• [ページ抜粋]
裁量労働制における残業代の説明に入る前に、まずは裁量労働制がどのような制度であるのかを理解しておく必要があります。

簡単にまとめると、裁量労働制とは次のような制度になります。

  • 対象業務
    対象業務は、業務の遂行手段や時間配分の決定などに関して使用者(会社)が具体的な指示をすることが困難であるような専門業務に限定されており、すべての業務に適用できるわけではない。
  • 裁量労働制の種類
    対象業務別に「専門業務型裁量労働制」と「企画業務型裁量労働制」の2種類がある。
  • 導入要件
    導入にあたっては、労使協定の締結や労使委員会での決議、また、それらの労働基準監督署への届け出など様々な要件がある。
  • 導入効果
    対象労働者は自由な時間に働くことができ、実労働時間ではなくあらかじめ労使間で定めた時間(みなし労働時間)の労働があったものとみなす。

裁量労働制についての詳細は、以下の別記事でご確認ください。
【関連】裁量労働制とは?仕組みや対象業務、メリット・デメリット、残業代まで解説/BizHint


裁量労働制で残業代が発生するケース

裁量労働制を導入することで残業代を抑えることも可能ですが、実労働時間にかかわらない「みなし労働時間」を何時間に設定するか、また、対象労働者の労働状況によっては残業代が発生することがあります。

• [短い課題 1] ページ抜粋によると、裁量労働制にはどのような種類があるか。
• [短い課題 2] ページ抜粋のうち、「簡単にまとめると、裁量労働制とは次のような制度になります。」を含む語句で始まり「の労働があったものとみなす。」で終わる部分を、「労使協定」を「労働協約」に入れ替えて書き出せ。

• [表示データ]
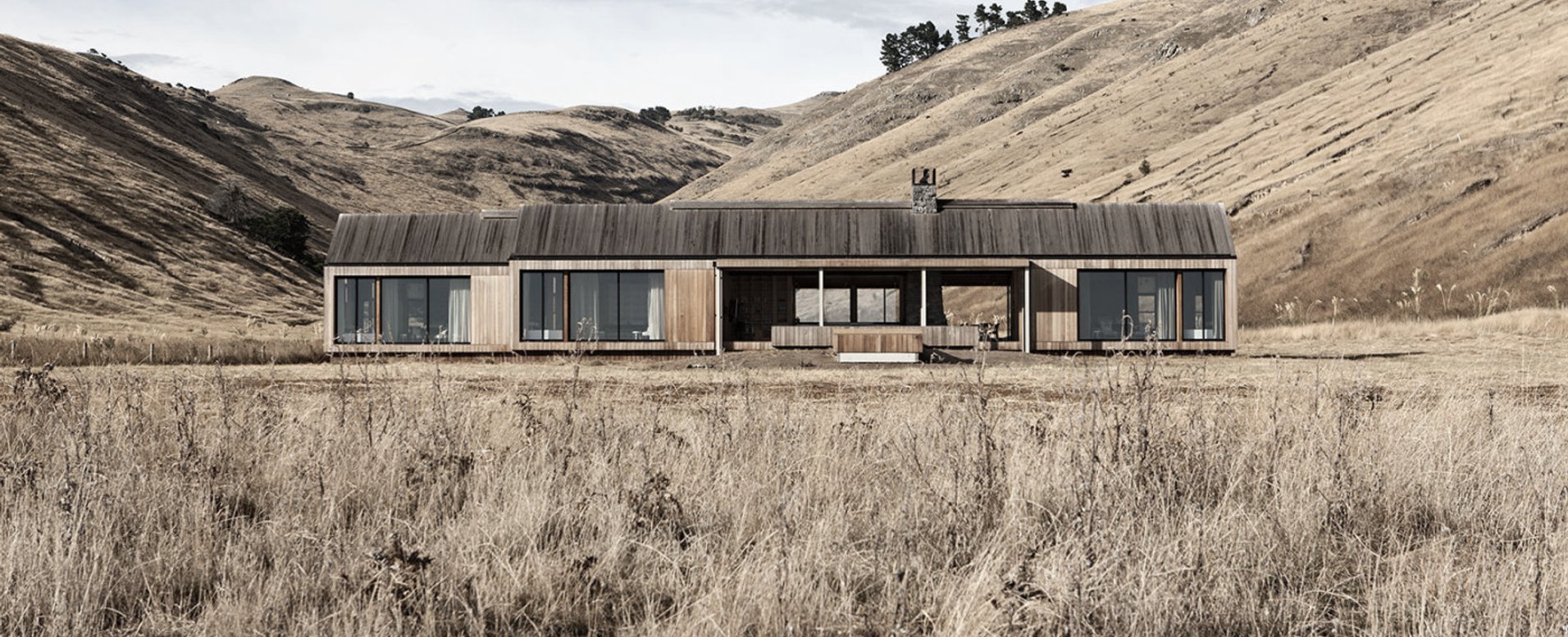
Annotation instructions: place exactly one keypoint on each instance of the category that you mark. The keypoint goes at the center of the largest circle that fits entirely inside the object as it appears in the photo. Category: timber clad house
(873, 280)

• [出力 1] 「専門業務型裁量労働制」と「企画業務型裁量労働制」の2種類がある。

• [出力 2]
簡単にまとめると、裁量労働制とは次のような制度になります。

  • 対象業務
    対象業務は、業務の遂行手段や時間配分の決定などに関して使用者(会社)が具体的な指示をすることが困難であるような専門業務に限定されており、すべての業務に適用できるわけではない。
  • 裁量労働制の種類
    対象業務別に「専門業務型裁量労働制」と「企画業務型裁量労働制」の2種類がある。
  • 導入要件
    導入にあたっては、労働協約の締結や労使委員会での決議、また、それらの労働基準監督署への届け出など様々な要件がある。
  • 導入効果
    対象労働者は自由な時間に働くことができ、実労働時間ではなくあらかじめ労使間で定めた時間(みなし労働時間)の労働があったものとみなす。